**SUPPLIED PASSAGE**
# # #
Newbie -- Problem extruding adjacent closed curves

Hi guys – Brand-new member here, and Rhino 8 beginner. I’d appreciate it if someone could help me with this problem I’m having. I’m doing a practice model, and am trying to extrude a base plate that has some vertical cylindrical bosses that are taller than the plate is thick. The bosses are also tangent to the perimeter of the plate. (please see attached pic) I would like to extrude the bosses, and then extrude the remaining, shorter, area of the plate that’s touching the bosses, but can’t seem to do it. When I select all the curves via windowing, and either make them into a planar surface, or just extrude them as curves, only the circular bosses are affected – Rhino doesn’t recognize the center area of the plate as a different closed curve. On past practice models, it seemed as if I would have to redraw some of the shared curves that were used in the first extrusion in order to extrude the second area. This seems REALLY unwieldy, and I’m wondering what I’m missing. Can Rhino not do separate extrusions from curves that have shared edges? I used to practice a lot with Designspark Mechanical, and it was very easy to extrude different closed areas that happened to be touching – just passing the cursor over an area would highlight it as its own separate, extrudeable, closed curve. Thank you for any help anyone can offer. Rhino is turning out to be a bit tougher to learn than I’d expected.

@Drew_Joseph Do you want your final result to looks something like this?

I’ve read your post several times and am still not clear on exactly what you are try to do, nor what steps you have tried. There are multiple ways to arrange the curves in your image.

What do you mean by “curves with shared edges”? Do you mean curves which partially coincide? (In Rhino surfaces have edges, curves do not have edges.)

Upload a .3dm file with your curves. Drag the file to where you type your post, or use the vertical arrow icon above where you type your post.

You mentioned using Designspark Mechanical in the past. Have you worked through any Rhino tutorials? Or with your previous experience are you trying to just jump into Rhino and start modeling? If the latter I strongly suggest taking the time to go through some tutorials to understand how Rhino works and what some the terminology in Rhino means.

Hi Drew and welcome to the forum and to Rhino. I first started on v2 back in 2000 and of course still find issues with this program but wouldn’t trade it for the world! As David mentioned run through some tutorials and use the help guide its one of the best out there, all the commands have very useful examples.

In your example, as with other modeling software, think in stages of production.
ex: Extrude out the plate first as solid, then extrude your hollow cylinder bosses after. Then booleanunion them into a closed polysurface.

trying to extrude things in wrong order can have varying results. see pic of 4 different ways to extrude the same set of curves, all with different results. The last on the right is the ‘correct’ way of doing the plate and bosses separate then booling them.
# # #
**SOURCE DATA**
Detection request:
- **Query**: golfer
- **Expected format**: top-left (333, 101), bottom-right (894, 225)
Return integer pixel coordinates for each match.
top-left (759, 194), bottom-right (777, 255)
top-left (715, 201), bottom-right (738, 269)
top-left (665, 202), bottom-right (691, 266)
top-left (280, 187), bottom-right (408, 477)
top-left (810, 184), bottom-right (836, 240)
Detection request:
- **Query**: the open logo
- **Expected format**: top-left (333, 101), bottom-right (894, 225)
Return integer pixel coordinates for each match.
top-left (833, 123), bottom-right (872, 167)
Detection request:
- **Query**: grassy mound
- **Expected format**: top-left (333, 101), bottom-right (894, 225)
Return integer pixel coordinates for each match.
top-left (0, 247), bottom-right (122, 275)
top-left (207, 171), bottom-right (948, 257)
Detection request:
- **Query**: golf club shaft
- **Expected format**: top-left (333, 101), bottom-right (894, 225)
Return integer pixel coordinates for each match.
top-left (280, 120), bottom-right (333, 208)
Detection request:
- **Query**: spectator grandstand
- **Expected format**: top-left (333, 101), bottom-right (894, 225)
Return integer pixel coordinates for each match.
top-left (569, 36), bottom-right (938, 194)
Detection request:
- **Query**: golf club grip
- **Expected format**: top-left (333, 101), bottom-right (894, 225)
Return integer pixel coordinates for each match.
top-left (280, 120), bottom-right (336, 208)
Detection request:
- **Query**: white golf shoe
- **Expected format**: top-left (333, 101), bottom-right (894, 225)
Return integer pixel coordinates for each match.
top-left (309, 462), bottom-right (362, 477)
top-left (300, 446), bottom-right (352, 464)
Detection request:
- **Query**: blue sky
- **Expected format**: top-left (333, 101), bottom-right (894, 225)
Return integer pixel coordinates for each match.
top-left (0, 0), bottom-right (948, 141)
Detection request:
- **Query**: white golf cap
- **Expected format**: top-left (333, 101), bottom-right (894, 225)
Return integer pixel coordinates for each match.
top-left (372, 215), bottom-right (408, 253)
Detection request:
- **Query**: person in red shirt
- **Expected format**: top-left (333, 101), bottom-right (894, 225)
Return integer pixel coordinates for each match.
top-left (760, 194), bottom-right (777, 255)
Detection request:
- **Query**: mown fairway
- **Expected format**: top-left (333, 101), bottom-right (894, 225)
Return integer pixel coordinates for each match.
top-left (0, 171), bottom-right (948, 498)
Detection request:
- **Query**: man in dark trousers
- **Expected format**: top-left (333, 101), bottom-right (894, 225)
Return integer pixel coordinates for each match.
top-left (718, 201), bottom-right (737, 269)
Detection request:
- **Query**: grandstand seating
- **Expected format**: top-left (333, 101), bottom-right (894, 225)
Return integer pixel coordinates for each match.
# # #
**ASSIGNMENT 1**
Decide whether each statement below agrees with the Rhino extrusion thread. Answer yes or no for each, and quote the deciding words of the thread exactly.
(a) The person asking for help is new to Rhino 8.
(b) In Rhino, curves have edges.
(c) One reply recommends extruding the bosses before the plate.
**ASSIGNMENT 2**
Extend the Rhino extrusion thread, starting right after its final sentence.

**WRITTEN RESPONSE 1**
(a) Yes: "Brand-new member here, and Rhino 8 beginner."
(b) No: "(In Rhino surfaces have edges, curves do not have edges.)"
(c) No: "Extrude out the plate first as solid, then extrude your hollow cylinder bosses after."

**WRITTEN RESPONSE 2**
Be patient, read the manual and check some tutorials and you will get there. This is the best general cad program for the price IMHO. I have used it to model almost everything out there. Its ability to handle big meshes and tons of complexity have made it my main design app.

best,
Robert

Hi guys – thank you so much for the replies – I appreciate it. Attached is a pic of the original exercise I was trying to model, and a copy of the file I just finished. I was able to do it, but I had to extrude the bosses and the bottom plate separately (and moved away from each other in the modelspace), then move them together & do a booleanunion.

The model file kinda shows the steps I took.
practice1 2-12-24.3dm (567.1 KB)

David – your description of the curves in question as “partially coinciding” is a much better way to phrase it than I did – thanks – that’s exactly what I meant. I was hoping there’d be a way in Rhino to select & extrude the circular areas into bosses, and then select the curves that define the outer edges of the plate, along with the circles that defined the outside diameter of the bosses, and then extrude that area to form the plate. But it seems like you can’t do that, and you have to copy the flat sketch, move it, trim the circles into arcs so that there are no “pieces” of curves hanging outside the closed area you create, and extrude the plate area separately, and then combine them together.

Is that pretty much how Rhino works with extruding? Thanks very much for your help.

Also – kinda unrelated, but something I’ve been wondering – is there a way, in shaded mode, to get rid of the lines designating the original edges of separate 3d objects that still show after you booleanunion them? I know they don’t show up in rendered mode, but rendered is much harder to work in than shaded mode. Thanks!

And thanks for the encouragement, Robert. I’ve played around some with Designspark, as mentioned above, and Solidworks, and they’re both seemingly quite different than Rhino in how they handle extrusions.